* Exercise text:
• • •

RESEARCH & DEVELOPMENT

Fruits could help make ‘green’ cars!
Washington: Scientists have developed a new way to use fibres from bananas, pineapples and other fruits to make a new generation of green vehicles. Nano-cellulose material from bananas, pineapples and other fruit can be used to make strong, light-weight, and more sustainable motor vehicle parts, the researchers found. “The properties of these plastics are incredible”, said study lead author Alcides Leao, Sao Paulo State University College of Agriculture Sciences, Sao Paulo, Brazil. “They are light, but very strong – 30% lighter and 3 to 4 times stronger than the materials used today. We believe that lot of car parts including dashboards, bumpers, side panels, will be made of nano-sized fruit fibres in the future. “For one thing, they will help reduce the weight of the cars and that will improve fuel economy. They also will help us make more sturdy vehicles”, Leao added.

Researchers find possible drug target for PTSD
Chicago: People with post-traumatic stress disorder appear to have lower levels of a specific kind of brain chemical known as serotonin IB, and targeting this with drugs could lead to the first treatments specifically targeting the disorder, researchers said. Currently, doctors use antidepressants and anti-anxiety drugs to treat PTSD, but these are largely ineffective and were never specifically developed to treat the disorder, in which trauma victims suffer from recurrent memories of trauma, intense guilt or worry, angry outbursts and bad dreams.

• • •

Collected data:
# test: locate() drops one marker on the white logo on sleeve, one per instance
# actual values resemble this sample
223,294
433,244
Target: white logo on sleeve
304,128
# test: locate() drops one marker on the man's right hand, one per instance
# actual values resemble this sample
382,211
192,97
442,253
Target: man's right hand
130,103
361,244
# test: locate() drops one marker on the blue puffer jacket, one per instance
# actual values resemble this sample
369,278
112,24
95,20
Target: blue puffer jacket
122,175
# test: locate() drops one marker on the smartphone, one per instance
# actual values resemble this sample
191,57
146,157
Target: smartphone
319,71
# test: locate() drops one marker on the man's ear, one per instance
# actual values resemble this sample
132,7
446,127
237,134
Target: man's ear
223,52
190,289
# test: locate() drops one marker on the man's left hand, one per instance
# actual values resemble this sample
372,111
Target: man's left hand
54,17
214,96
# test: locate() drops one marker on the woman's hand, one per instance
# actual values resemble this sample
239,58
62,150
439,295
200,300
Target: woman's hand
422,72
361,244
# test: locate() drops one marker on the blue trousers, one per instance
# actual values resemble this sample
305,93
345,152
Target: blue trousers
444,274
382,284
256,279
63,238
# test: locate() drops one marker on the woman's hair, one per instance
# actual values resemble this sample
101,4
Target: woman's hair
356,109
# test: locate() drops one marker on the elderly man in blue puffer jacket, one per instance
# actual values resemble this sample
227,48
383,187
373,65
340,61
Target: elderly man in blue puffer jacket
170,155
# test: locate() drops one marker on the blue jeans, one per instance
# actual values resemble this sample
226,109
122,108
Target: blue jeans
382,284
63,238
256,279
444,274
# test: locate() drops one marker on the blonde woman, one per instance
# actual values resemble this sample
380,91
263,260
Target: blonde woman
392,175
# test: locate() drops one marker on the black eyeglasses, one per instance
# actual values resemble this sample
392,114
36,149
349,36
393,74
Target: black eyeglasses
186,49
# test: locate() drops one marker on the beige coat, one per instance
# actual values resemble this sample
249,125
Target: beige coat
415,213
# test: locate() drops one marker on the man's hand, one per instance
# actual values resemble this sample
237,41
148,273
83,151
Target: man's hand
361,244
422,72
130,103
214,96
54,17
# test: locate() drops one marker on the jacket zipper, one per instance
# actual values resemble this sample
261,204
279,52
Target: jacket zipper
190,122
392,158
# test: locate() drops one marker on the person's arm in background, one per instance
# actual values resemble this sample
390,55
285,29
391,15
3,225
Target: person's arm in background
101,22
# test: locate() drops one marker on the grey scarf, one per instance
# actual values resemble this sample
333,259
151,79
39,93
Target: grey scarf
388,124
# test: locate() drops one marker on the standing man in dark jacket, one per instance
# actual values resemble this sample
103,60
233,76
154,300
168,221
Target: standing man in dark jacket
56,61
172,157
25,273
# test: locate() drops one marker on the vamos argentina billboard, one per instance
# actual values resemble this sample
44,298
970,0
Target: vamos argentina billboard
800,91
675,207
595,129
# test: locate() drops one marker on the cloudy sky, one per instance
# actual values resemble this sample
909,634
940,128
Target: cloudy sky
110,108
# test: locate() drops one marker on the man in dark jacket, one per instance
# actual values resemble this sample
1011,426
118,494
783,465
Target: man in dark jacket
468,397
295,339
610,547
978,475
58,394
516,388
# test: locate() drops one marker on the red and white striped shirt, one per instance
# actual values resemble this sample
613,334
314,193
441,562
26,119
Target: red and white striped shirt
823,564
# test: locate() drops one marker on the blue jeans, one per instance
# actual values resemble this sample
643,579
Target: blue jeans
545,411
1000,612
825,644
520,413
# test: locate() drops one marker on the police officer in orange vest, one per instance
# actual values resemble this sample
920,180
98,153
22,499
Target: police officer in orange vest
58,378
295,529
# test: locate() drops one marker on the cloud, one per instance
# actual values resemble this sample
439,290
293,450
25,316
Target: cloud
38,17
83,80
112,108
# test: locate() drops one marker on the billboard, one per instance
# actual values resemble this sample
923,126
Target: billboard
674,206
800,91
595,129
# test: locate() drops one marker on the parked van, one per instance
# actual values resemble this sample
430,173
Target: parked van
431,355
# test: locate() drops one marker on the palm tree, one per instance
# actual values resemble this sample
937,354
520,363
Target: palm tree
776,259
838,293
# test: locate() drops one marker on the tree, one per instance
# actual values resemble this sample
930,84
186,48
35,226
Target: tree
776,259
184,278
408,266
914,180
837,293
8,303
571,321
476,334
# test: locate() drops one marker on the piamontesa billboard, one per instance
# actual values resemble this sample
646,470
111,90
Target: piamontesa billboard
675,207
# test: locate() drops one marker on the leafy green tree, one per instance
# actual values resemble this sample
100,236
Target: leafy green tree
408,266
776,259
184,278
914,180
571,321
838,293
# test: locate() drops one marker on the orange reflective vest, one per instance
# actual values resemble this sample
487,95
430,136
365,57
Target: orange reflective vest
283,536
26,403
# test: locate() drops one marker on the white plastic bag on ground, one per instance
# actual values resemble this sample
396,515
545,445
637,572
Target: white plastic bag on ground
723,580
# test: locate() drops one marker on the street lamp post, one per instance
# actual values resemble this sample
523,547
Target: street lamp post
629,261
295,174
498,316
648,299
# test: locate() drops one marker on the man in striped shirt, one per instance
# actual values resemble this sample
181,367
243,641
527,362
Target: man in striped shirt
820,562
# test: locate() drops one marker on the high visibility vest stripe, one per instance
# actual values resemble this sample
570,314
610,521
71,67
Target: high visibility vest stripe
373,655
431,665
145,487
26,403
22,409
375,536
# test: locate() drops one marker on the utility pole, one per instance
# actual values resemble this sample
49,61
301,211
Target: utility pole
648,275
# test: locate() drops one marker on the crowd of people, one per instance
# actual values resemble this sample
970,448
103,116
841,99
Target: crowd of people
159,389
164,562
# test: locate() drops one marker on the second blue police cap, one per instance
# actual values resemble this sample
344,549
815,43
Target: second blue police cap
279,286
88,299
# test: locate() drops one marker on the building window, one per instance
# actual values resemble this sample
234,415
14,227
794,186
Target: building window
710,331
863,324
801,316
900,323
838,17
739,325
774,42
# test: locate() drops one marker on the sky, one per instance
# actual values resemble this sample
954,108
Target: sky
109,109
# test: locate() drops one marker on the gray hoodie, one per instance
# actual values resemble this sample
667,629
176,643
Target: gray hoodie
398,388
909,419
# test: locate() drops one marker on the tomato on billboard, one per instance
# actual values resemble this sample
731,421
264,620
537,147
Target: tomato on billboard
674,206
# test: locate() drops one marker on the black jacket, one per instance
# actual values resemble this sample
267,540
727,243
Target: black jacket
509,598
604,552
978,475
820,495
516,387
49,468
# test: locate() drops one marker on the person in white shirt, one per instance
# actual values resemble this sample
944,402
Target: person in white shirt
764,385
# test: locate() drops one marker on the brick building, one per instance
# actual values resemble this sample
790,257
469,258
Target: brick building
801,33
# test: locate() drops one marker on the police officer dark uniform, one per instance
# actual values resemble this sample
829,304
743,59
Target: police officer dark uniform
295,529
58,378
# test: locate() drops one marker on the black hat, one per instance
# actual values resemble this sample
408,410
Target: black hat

• • •

* Work instruction 1:
According to the research and development news, how will car parts made from fruit fibers improve fuel economy? Answer in one to three sentences.
* Work instruction 2:
Write a continuation of the research and development news, starting after its last sentence.
The collected data has no connection to the research and development news.

* Your response 1:
Parts made from nano-sized fruit fibers are lighter than the materials used today, so they will reduce the weight of cars. That lower weight will improve fuel economy.

* Your response 2:
Cancer drug from cells’ communication
Washington: Cells chat with one another, ‘discussing’ what kind they will become – a neuron or a hair, bone or muscle. This breakthrough opens the way to develop cancer drugs that target these transactions and halt production of cancer cells. Because cells continuously multiply, it’s easy to imagine a cacophony of communication. But David Sprinzak, Tel Aviv University molecular biologist at the George Wise Faculty of Life Sciences, suggests cells know when to chat and when to shut up and let other cells carry on. Sprinzak, working with California Institute of Technology (Caltech) researchers, has uncovered the mechanism that allows cells to switch from sender to receiver mode or vice versa, the journal ‘Public Library of Science Computational Biology’ reports IANS.

Regeneration of Zebrafish holds hope for deafness
Washington: Loud noise is known to irreversibly damage hair cells within the inner ear of mammals and cause deafness, but the ability of Zebrafish to regrow these cells holds hope, new research says. Researchers from Western Kentucky University and University of Louisville worked together to see which genes were switched on or off after outside acoustic trauma, according to the BMC journal ‘Neuroscience’.